Problem description = Revise the data below so that every "Target" becomes "Object", and leave everything else unchanged.

Listed entries =
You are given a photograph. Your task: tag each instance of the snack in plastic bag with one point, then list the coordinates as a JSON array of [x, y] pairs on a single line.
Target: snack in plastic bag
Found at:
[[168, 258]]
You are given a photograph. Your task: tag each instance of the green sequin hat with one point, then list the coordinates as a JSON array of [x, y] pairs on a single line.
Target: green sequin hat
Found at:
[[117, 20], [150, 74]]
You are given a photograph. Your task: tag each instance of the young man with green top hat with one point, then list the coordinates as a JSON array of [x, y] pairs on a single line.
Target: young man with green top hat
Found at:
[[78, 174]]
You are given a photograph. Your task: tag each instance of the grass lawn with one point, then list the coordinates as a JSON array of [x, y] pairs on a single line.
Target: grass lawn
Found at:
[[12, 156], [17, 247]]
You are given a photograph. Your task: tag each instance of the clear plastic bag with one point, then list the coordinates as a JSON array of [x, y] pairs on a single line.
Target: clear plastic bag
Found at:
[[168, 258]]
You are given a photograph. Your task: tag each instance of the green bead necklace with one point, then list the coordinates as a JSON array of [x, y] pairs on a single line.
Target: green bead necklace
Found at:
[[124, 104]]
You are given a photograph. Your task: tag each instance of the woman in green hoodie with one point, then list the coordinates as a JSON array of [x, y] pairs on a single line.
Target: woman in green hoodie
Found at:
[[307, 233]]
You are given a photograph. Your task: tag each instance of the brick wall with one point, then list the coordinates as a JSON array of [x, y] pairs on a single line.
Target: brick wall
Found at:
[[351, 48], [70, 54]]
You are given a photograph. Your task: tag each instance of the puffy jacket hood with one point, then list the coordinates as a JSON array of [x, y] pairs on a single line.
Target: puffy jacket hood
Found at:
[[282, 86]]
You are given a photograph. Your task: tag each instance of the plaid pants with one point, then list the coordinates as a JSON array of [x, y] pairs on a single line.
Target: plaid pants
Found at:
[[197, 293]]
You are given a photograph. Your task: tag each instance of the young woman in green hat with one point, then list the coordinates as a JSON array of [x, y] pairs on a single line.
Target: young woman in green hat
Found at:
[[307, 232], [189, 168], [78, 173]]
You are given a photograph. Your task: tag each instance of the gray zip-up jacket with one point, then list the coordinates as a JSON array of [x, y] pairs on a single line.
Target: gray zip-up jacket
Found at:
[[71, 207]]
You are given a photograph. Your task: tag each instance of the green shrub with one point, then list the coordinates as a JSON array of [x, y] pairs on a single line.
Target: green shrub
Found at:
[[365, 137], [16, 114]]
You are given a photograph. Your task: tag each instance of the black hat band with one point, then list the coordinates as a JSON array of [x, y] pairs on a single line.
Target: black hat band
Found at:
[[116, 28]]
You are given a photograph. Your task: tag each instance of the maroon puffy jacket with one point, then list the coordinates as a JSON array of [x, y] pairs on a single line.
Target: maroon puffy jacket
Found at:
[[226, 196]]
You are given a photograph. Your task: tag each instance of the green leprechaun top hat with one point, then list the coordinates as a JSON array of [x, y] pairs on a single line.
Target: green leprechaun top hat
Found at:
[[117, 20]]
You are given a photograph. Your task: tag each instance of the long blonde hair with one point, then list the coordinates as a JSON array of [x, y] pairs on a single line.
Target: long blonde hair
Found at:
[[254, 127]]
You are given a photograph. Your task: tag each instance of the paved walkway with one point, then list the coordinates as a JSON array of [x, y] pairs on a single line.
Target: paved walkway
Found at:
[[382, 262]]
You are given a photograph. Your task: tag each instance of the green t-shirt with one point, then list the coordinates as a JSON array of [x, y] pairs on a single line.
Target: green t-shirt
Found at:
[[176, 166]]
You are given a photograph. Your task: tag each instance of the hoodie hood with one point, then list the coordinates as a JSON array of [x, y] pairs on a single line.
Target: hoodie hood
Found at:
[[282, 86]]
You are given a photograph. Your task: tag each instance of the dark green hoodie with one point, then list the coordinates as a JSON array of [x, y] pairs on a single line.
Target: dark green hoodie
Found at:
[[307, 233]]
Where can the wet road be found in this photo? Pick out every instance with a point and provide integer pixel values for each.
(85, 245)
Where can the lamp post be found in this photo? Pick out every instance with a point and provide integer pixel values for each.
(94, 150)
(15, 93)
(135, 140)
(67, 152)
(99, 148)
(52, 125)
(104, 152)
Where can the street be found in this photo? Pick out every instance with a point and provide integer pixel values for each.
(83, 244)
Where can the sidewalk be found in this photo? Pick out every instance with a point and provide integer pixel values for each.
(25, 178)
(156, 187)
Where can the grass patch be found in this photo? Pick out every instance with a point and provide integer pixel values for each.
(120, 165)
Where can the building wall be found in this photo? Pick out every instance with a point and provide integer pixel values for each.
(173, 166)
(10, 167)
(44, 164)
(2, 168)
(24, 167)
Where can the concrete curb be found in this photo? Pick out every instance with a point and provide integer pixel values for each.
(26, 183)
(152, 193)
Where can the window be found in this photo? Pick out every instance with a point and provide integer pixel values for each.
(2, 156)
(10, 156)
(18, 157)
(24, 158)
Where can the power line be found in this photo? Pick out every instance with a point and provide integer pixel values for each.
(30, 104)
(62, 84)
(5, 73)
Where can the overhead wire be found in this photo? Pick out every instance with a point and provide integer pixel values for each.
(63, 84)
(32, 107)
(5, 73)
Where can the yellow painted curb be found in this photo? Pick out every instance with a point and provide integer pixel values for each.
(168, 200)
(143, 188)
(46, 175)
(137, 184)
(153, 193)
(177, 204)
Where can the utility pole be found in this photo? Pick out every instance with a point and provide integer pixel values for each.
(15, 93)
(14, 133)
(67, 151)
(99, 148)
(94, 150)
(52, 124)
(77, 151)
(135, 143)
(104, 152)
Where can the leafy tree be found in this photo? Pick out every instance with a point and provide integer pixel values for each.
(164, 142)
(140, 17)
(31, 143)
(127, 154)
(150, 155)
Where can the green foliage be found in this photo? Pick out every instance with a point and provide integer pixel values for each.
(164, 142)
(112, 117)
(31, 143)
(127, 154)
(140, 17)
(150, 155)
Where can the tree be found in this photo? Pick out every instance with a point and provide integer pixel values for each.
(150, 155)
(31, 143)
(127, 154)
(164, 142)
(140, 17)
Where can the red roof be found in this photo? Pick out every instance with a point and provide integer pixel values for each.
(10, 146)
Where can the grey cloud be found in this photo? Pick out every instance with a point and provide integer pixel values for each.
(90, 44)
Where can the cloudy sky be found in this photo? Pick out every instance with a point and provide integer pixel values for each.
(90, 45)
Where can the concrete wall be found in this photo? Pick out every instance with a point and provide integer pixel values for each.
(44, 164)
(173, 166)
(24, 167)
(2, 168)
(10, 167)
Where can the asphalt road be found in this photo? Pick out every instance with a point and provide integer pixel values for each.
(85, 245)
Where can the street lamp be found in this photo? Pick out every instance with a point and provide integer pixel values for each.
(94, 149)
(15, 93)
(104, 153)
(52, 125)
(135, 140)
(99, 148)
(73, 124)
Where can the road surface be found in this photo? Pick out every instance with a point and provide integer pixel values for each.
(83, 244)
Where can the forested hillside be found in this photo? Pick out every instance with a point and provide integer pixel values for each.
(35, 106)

Answer for the task =
You are given a photograph. Your task: tag each instance of the snack in plastic bag with one point, then list the coordinates as a JSON array of [x, y] pairs on a single line.
Object: snack in plastic bag
Found at:
[[168, 258]]
You are given a photograph. Your task: tag each instance of the green sequin hat with one point, then list the coordinates as a JSON array of [x, y] pairs on a single line.
Object: green sequin hat
Found at:
[[117, 20], [150, 74]]
You are given a photograph. Your task: tag each instance of the young man with green top hat with one point, then list the coordinates as a JSON array of [x, y] pairs on a single line.
Object: young man with green top hat
Found at:
[[78, 174]]
You are given a photograph. Your task: tag each instance of the grass lawn with one point, then list the coordinates as a JSON array of [x, y] pairs on a single line.
Object: grass lawn
Found at:
[[12, 156], [17, 247]]
You are given a photograph. Your task: tag each instance of the clear plastic bag with one point, then list the coordinates as a JSON array of [x, y] pairs on a single line.
Object: clear plastic bag
Found at:
[[168, 258]]
You are given a photograph. Your task: tag each instance of the green bead necklace with one point, then list the coordinates as a JSON array of [x, y] pairs on a single line.
Object: green bead necklace
Found at:
[[124, 104]]
You are given a photograph. Your task: tag each instance of the woman in green hoodie with one point, then list the coordinates as a JSON array of [x, y] pairs on a single line.
Object: woman in green hoodie
Found at:
[[307, 233]]
You are given a photograph. Your task: tag each instance of the brick wall with one point, then list the coordinates as a JSON array of [x, y] pairs on a single line.
Object: brick wall
Found at:
[[351, 48], [70, 54]]
You are given a photograph. Your task: tag each instance of the puffy jacket hood with one point, then list the coordinates as a JSON array of [x, y] pairs on a single line.
Object: puffy jacket hood
Found at:
[[282, 86]]
You are given a photograph. Your task: tag each instance of the plaid pants with one point, then list the coordinates as a JSON array of [x, y] pairs on a single line.
Object: plaid pants
Found at:
[[197, 293]]
You are given a photograph. Your task: tag each instance of the young woman in green hat with one point, then list the coordinates as a JSON array of [x, y] pairs on a single line.
Object: young woman in green hat
Found at:
[[307, 232], [189, 168], [78, 173]]
You are given a photograph. Your task: tag each instance of the gray zip-up jacket with one point, then list the coordinates as a JSON array of [x, y] pairs on a single line.
Object: gray zip-up jacket
Found at:
[[71, 207]]
You are given a photograph. Your task: tag each instance of the green shrub with one point, then list the coordinates as a JSON array of [x, y] pairs on a single line.
Object: green shrub
Found at:
[[365, 137], [16, 114]]
You are given a photograph. Your task: tag each instance of the black hat band with one point, then list the coordinates as a JSON array of [x, y] pairs on a single line.
Object: black hat band
Found at:
[[116, 28]]
You are given a photograph. Your task: tag each instance of the maroon puffy jacket with one point, then list the coordinates as a JSON array of [x, y] pairs on a single line.
Object: maroon puffy jacket
Found at:
[[226, 196]]
You are given a photograph. Your task: tag each instance of the green leprechaun top hat with one point, then list the coordinates as a JSON array of [x, y] pairs on a single line.
Object: green leprechaun top hat
Found at:
[[117, 20]]
You are given a photograph. Your task: tag each instance of the long blonde hair with one point, then list the coordinates as a JSON array of [x, y] pairs on a single line.
Object: long blonde hair
Found at:
[[254, 127]]
You are given a photograph. Your task: tag each instance of the paved walkway with one point, then list the coordinates as a JSON array of [x, y] pairs on a single line.
Object: paved walkway
Found at:
[[382, 262]]
You are given a photograph. Your task: tag each instance of the green t-shirt with one point, then list the coordinates as a JSON array of [x, y] pairs on a single line.
Object: green t-shirt
Found at:
[[176, 166]]
You are given a photograph. Your task: tag each instance of the hoodie hood with one point, then list the coordinates as a JSON array of [x, y] pairs on a single line.
Object: hoodie hood
Found at:
[[282, 86]]
You are given a photograph. Your task: tag each instance of the dark green hoodie with one point, then list the coordinates as a JSON array of [x, y] pairs on a single line.
Object: dark green hoodie
Found at:
[[307, 233]]
Where can the wet road be found in this photo? Pick out every instance with a point and provide integer pixel values for each.
(85, 245)
Where can the lamp post be found in this photo? Pick out every instance with a point and provide integer pixel values for each.
(94, 150)
(15, 93)
(135, 140)
(67, 152)
(99, 148)
(52, 125)
(104, 152)
Where can the street be found in this photo? Pick out every instance with a point and provide integer pixel values for each.
(83, 244)
Where can the sidewalk be found in this photo? Pick out every instance with a point and provide integer pixel values for each.
(25, 178)
(156, 187)
Where can the grass patch be found in this photo? Pick out every instance with a point and provide integer pixel values for each.
(120, 165)
Where can the building wall be found in this photo? Pick out every instance with a point and provide integer pixel values for each.
(173, 166)
(10, 167)
(44, 164)
(2, 168)
(24, 167)
Where can the concrete curb be found in this photo? Pick out every instance with a point and provide integer pixel values for each.
(26, 183)
(152, 193)
Where can the window be found in this photo? Pick out every instance with a point and provide integer pixel values for each.
(2, 156)
(10, 156)
(18, 157)
(24, 158)
Where can the power line be found in this photo? Pick out every instance with a point and provide integer pixel values for each.
(30, 104)
(62, 84)
(5, 73)
Where can the overhead wire be found in this photo? Pick out every instance with a point and provide integer pixel values for each.
(63, 84)
(32, 107)
(5, 73)
Where can the yellow painted curb be found in this photo? Pick out every instance with a point and provide integer pixel values for each.
(168, 200)
(143, 188)
(46, 175)
(137, 184)
(153, 193)
(177, 204)
Where can the utility pole be found in this photo? Pick out every instance with a point and provide integer pixel values for each.
(15, 93)
(14, 133)
(67, 151)
(99, 148)
(94, 150)
(52, 124)
(77, 151)
(135, 143)
(104, 152)
Where can the leafy tree be found in this photo? Pick out every instance with a point and provide integer pixel values for each.
(164, 142)
(140, 17)
(31, 143)
(127, 154)
(150, 155)
Where can the green foliage be found in this photo? Pick out every instance with a point and provide integer pixel values for each.
(164, 142)
(112, 117)
(31, 143)
(127, 154)
(140, 17)
(150, 155)
Where can the tree be found in this photo? Pick out every instance with a point and provide integer pixel values for each.
(150, 155)
(31, 143)
(127, 154)
(164, 142)
(140, 17)
Where can the red roof be found in this photo? Pick out every instance with a point and provide integer pixel values for each.
(10, 146)
Where can the grey cloud be found in this photo? Pick out every instance with a point and provide integer pixel values for each.
(90, 44)
Where can the cloudy sky be found in this photo? Pick out every instance with a point and provide integer pixel values for each.
(90, 45)
Where can the concrete wall be found in this photo? Pick out every instance with a point and provide integer pixel values for each.
(44, 164)
(173, 166)
(24, 167)
(2, 168)
(10, 167)
Where can the asphalt road be found in this photo? Pick out every instance with a point and provide integer pixel values for each.
(85, 245)
Where can the street lamp be found in this photo? Pick out every instance with a point and provide integer pixel values for each.
(94, 149)
(15, 93)
(104, 153)
(52, 125)
(135, 140)
(99, 148)
(73, 124)
Where can the road surface be found in this photo? Pick out every instance with a point and provide integer pixel values for each.
(83, 244)
Where can the forested hillside be found in this photo? Pick out every instance with a point and provide integer pixel values for each.
(35, 106)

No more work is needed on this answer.